# [Written request]
Gather every line in the records below that contains the word "woman", treating uppercase and lowercase as different.

==== Data provided ====

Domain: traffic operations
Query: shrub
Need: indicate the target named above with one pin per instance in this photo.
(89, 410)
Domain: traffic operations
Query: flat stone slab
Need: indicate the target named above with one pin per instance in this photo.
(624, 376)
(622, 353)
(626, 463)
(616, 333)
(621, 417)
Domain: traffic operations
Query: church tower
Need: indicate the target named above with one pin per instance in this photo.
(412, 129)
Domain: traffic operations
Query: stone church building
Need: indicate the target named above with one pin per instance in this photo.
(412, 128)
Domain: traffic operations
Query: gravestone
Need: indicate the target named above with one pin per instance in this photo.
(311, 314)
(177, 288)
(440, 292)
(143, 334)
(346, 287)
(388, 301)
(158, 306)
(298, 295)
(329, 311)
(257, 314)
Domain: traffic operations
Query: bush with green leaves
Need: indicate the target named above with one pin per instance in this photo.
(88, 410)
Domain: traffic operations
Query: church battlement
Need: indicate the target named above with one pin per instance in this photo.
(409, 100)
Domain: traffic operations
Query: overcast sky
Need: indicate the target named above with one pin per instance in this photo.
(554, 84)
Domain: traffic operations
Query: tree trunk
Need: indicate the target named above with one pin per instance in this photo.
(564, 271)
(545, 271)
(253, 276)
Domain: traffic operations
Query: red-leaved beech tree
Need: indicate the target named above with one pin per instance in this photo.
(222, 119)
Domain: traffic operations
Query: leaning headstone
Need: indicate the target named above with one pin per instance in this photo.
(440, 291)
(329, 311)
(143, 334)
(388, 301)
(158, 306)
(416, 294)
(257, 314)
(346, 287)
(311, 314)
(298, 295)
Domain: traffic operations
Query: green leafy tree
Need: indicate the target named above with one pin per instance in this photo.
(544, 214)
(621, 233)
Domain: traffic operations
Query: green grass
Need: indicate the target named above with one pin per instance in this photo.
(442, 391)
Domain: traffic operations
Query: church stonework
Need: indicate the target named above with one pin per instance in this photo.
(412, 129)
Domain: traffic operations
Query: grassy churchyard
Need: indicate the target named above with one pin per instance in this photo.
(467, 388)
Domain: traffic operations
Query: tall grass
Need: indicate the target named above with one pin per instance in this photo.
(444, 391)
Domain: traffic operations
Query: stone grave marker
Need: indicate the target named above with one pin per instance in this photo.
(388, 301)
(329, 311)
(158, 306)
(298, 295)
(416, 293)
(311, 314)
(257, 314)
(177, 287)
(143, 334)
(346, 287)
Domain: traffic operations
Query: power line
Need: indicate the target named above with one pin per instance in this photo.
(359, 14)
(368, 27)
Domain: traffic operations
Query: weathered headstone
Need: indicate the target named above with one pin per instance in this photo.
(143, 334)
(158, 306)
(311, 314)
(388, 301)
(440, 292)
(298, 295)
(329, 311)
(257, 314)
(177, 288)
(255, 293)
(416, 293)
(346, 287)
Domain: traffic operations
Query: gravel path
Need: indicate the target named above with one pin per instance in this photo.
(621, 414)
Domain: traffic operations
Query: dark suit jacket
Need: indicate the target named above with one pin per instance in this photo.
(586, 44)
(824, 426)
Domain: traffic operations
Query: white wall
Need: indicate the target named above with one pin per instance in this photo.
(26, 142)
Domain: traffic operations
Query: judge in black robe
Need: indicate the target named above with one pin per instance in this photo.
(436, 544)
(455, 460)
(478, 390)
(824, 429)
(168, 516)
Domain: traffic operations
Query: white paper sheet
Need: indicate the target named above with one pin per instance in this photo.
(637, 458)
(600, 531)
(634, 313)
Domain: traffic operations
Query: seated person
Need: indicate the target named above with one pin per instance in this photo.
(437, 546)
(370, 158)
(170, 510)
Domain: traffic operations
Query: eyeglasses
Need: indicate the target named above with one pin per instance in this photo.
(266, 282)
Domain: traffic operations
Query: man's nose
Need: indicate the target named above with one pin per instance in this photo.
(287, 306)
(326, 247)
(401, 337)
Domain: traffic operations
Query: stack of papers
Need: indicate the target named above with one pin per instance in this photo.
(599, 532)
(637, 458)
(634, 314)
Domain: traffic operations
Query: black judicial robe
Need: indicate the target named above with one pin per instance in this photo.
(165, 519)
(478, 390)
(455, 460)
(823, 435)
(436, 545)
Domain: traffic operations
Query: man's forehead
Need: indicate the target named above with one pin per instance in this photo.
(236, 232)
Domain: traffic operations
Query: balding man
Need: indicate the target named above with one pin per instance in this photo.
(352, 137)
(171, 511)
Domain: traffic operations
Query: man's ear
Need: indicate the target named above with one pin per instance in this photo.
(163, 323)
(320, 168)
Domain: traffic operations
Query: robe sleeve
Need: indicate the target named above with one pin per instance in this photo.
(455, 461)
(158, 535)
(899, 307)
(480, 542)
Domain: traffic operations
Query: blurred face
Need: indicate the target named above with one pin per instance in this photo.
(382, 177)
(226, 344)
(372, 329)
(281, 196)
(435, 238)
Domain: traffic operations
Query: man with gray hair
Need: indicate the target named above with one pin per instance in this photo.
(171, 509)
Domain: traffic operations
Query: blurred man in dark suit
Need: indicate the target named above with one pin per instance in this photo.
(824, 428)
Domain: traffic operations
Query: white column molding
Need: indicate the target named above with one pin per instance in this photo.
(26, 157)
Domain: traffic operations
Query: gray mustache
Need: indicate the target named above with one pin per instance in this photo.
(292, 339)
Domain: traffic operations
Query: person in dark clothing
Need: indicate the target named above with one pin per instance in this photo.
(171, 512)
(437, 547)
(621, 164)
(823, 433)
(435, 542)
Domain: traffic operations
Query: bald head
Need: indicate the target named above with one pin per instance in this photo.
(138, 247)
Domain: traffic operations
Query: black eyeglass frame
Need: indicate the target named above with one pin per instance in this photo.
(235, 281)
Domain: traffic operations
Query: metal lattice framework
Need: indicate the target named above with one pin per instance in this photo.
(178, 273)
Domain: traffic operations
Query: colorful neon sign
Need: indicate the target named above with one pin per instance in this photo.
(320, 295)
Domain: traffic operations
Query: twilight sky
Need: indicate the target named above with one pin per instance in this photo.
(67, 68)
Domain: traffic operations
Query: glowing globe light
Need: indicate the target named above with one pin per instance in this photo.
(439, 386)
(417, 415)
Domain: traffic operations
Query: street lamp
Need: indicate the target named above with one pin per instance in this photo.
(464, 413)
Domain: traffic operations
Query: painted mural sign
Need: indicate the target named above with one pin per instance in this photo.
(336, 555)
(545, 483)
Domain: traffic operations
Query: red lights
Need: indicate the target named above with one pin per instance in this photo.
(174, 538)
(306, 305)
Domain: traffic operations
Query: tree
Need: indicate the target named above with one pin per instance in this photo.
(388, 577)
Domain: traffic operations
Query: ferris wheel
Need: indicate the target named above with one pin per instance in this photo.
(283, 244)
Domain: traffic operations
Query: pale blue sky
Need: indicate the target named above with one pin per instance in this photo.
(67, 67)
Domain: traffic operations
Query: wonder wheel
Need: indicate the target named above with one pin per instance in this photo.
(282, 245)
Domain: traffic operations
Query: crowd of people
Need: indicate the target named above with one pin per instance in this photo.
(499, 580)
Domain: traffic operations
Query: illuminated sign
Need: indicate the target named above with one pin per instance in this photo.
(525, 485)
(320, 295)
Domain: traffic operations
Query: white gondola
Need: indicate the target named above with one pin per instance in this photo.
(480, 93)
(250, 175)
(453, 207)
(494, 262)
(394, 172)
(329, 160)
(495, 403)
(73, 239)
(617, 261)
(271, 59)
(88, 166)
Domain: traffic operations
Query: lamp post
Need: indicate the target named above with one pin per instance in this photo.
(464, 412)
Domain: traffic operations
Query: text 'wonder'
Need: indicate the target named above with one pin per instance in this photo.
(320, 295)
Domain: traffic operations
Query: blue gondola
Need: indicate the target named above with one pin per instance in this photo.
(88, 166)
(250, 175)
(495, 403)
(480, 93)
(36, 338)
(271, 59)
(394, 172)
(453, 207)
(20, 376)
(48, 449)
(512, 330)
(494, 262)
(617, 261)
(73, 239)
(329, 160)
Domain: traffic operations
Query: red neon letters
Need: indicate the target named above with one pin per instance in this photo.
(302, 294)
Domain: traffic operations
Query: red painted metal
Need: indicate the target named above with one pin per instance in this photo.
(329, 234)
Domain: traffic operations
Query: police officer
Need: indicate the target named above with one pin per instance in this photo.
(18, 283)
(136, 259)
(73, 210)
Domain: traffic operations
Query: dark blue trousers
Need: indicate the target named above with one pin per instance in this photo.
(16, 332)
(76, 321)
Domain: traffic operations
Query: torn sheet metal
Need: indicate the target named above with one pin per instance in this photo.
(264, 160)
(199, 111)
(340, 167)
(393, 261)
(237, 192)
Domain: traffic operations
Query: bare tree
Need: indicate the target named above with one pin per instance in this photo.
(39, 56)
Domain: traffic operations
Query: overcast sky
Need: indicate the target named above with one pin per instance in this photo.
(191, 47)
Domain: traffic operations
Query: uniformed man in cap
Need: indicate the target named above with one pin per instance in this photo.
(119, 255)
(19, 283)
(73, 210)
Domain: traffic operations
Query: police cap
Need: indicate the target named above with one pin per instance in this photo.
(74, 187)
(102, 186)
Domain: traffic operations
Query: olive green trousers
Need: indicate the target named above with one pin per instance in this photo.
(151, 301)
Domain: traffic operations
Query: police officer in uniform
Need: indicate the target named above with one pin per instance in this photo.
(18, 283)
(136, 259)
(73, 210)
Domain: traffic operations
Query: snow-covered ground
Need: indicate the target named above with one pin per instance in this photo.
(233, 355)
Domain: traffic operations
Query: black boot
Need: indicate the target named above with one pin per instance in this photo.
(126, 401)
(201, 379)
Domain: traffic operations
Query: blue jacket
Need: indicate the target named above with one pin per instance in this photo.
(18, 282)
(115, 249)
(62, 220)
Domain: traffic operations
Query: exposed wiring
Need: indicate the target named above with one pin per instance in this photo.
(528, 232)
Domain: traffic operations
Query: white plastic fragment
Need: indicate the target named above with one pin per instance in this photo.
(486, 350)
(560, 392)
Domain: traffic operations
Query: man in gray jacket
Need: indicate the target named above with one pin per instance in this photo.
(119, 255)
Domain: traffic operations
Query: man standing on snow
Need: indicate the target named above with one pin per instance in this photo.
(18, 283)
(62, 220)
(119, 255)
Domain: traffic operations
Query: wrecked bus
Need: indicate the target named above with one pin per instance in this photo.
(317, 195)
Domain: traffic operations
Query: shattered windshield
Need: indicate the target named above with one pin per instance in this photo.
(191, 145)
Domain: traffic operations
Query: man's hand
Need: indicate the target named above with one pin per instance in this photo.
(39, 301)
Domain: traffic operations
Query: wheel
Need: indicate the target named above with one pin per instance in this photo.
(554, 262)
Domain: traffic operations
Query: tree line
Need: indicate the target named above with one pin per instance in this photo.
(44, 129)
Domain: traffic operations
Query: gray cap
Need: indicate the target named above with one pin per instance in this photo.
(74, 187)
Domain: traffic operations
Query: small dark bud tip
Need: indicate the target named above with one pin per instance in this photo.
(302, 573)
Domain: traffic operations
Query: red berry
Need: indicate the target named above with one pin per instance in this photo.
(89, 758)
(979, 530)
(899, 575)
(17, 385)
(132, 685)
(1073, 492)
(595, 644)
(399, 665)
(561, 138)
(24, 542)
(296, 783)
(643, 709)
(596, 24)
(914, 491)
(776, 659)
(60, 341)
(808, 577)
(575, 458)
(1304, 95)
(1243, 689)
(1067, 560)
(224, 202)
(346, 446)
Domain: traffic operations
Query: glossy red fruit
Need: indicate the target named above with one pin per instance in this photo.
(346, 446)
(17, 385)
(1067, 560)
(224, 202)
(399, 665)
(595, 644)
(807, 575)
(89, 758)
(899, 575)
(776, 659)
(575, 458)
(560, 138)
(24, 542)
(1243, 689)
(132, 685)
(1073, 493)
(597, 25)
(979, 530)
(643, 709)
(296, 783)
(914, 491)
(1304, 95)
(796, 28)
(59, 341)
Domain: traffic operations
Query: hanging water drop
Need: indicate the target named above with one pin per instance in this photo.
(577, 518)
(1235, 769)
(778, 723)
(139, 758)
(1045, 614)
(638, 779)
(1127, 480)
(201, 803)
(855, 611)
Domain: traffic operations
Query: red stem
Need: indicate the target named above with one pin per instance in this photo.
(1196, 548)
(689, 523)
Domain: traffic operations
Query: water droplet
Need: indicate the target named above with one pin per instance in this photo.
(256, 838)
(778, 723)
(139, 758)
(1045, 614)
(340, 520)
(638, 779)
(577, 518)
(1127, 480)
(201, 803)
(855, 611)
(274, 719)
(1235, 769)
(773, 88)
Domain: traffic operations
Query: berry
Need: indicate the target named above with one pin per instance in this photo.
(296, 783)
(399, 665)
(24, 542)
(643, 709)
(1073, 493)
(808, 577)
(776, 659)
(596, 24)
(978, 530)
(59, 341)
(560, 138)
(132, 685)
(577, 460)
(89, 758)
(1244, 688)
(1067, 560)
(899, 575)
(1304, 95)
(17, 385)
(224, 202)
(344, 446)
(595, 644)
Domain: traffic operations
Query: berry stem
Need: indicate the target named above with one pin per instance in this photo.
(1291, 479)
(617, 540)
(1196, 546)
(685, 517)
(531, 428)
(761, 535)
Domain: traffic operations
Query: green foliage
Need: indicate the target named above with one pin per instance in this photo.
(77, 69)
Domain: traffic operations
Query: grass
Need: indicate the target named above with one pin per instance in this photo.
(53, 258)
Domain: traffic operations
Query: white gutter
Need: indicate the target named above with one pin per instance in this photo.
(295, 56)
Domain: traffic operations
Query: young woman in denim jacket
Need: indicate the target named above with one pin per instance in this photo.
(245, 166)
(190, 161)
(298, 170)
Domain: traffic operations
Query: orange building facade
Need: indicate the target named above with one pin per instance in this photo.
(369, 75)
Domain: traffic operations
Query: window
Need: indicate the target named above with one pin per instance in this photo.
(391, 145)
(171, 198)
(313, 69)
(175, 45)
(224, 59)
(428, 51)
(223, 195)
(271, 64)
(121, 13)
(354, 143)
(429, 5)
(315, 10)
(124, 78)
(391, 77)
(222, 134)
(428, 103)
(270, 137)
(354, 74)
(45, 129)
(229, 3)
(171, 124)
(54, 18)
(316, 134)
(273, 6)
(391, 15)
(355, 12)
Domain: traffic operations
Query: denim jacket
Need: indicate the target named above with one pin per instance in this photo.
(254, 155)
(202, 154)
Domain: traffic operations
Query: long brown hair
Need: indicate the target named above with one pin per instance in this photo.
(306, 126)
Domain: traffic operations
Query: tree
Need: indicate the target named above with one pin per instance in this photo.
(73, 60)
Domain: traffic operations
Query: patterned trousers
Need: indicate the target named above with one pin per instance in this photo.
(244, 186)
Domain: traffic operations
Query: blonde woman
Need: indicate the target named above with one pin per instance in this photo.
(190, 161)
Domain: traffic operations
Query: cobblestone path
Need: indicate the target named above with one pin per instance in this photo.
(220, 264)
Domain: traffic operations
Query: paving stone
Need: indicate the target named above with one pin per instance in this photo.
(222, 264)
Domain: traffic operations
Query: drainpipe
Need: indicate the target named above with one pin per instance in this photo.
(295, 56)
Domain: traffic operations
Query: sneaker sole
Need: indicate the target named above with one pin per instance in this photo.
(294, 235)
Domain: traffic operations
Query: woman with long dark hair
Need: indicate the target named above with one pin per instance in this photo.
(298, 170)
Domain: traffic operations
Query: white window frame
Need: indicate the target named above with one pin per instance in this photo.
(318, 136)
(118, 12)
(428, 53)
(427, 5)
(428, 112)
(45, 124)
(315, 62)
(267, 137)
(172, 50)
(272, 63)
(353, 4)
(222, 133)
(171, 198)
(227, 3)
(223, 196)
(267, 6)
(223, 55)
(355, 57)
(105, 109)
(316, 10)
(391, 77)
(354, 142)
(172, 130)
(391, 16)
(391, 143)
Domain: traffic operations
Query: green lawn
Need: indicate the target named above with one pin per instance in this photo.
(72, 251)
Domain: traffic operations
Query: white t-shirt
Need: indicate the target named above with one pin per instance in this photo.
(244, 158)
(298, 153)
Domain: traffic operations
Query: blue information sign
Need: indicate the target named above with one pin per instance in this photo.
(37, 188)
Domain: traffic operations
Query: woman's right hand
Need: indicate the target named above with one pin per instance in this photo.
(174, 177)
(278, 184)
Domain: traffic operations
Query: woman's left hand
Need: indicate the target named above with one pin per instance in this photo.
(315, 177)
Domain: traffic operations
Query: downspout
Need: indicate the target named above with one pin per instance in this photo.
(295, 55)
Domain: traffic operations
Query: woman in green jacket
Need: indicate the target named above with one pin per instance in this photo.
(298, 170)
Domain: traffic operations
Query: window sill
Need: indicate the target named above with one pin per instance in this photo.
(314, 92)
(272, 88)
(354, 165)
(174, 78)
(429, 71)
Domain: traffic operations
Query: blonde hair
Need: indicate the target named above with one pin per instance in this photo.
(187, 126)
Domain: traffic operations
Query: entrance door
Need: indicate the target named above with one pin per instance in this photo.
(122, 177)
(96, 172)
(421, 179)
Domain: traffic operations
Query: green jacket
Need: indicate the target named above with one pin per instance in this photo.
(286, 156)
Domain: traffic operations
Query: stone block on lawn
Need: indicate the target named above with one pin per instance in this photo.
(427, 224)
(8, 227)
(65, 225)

====

# [Task solution]
Query: young woman in denim jacket
Query: blonde woman
Query: woman with long dark hair
Query: woman's right hand
Query: woman's left hand
Query: woman in green jacket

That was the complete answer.